- Written task
Give the data as a Markdown table with columns Row and Line. Start at the line containing "Every instance of the ceiling" and run through the end of the data, including both ends, numbering each row and leaving out blank lines and pictures.
"""
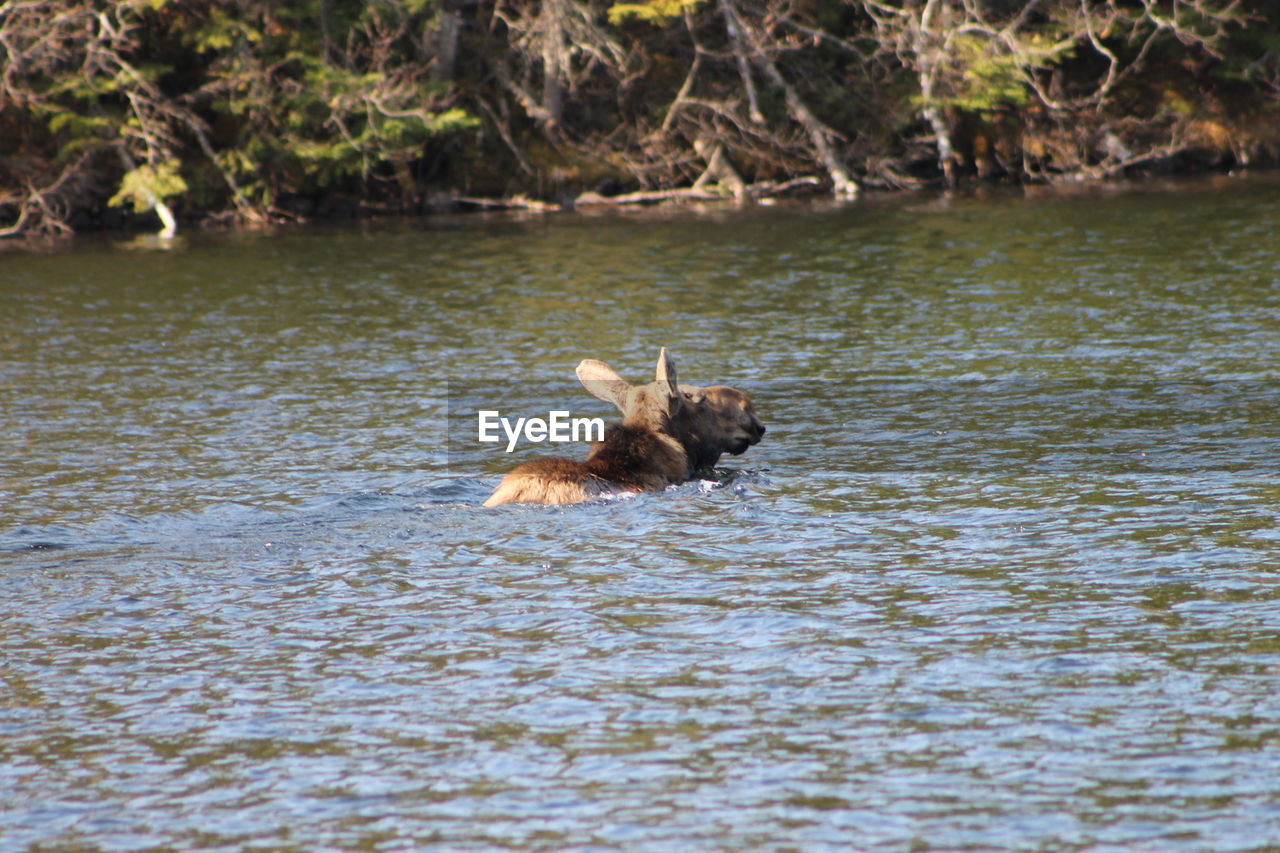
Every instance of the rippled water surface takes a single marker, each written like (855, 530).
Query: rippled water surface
(1001, 575)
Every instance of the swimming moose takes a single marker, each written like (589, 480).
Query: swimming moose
(667, 432)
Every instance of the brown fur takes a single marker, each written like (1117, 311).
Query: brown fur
(667, 433)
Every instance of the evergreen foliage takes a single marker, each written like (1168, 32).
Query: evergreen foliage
(250, 110)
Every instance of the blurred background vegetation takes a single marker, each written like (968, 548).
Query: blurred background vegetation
(261, 110)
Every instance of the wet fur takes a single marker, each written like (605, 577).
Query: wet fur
(668, 432)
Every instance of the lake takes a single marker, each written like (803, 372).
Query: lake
(1002, 575)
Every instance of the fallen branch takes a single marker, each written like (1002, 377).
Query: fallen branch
(762, 190)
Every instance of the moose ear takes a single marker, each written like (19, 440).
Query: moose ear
(666, 375)
(603, 383)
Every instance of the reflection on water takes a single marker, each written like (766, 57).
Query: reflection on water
(1001, 575)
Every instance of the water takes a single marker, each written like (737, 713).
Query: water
(1001, 575)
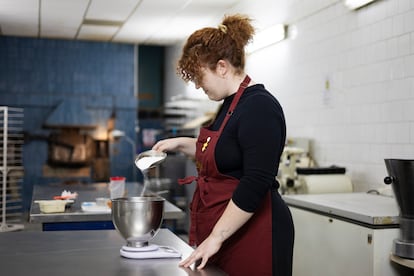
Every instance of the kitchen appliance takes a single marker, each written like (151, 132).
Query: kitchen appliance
(401, 176)
(298, 176)
(138, 219)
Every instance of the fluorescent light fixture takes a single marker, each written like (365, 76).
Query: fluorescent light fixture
(267, 37)
(356, 4)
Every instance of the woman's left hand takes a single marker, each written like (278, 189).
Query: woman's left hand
(204, 251)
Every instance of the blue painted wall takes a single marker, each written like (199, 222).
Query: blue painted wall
(39, 74)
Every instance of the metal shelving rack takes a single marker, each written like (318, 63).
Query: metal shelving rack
(11, 166)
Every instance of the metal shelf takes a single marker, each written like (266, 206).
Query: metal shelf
(11, 167)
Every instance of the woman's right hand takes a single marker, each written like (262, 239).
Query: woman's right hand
(186, 145)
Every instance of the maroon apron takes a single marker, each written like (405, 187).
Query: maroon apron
(249, 250)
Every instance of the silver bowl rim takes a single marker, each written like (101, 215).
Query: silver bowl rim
(139, 198)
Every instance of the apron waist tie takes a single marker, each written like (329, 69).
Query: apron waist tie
(187, 180)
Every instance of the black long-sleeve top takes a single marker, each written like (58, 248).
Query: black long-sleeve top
(251, 144)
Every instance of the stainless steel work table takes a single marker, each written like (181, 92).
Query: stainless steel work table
(69, 253)
(74, 218)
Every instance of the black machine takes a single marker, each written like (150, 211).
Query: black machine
(401, 176)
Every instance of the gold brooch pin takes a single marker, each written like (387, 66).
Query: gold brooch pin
(205, 145)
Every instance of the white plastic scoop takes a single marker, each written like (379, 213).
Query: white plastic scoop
(149, 159)
(146, 160)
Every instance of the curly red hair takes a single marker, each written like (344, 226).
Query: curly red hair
(205, 47)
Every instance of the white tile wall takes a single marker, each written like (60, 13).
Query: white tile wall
(368, 58)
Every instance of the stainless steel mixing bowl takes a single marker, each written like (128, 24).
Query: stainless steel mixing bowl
(138, 219)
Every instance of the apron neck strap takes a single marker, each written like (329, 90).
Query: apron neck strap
(235, 100)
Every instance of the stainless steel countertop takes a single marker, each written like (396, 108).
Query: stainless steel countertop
(86, 192)
(90, 252)
(361, 207)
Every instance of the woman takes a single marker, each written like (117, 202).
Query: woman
(238, 220)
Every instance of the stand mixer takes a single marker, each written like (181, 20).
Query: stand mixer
(138, 219)
(401, 176)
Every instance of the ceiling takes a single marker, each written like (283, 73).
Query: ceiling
(160, 22)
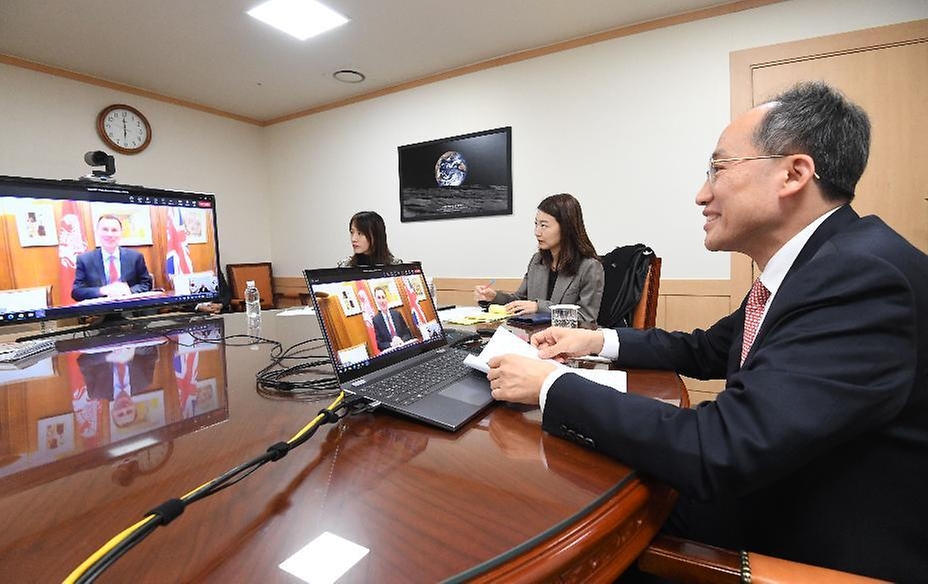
"""
- Solution
| Row | Line |
|---|---|
| 1 | Every instance of the ceiling takes a single marker, each written like (283, 73). |
| 2 | Query: ceiling |
| 3 | (160, 22) |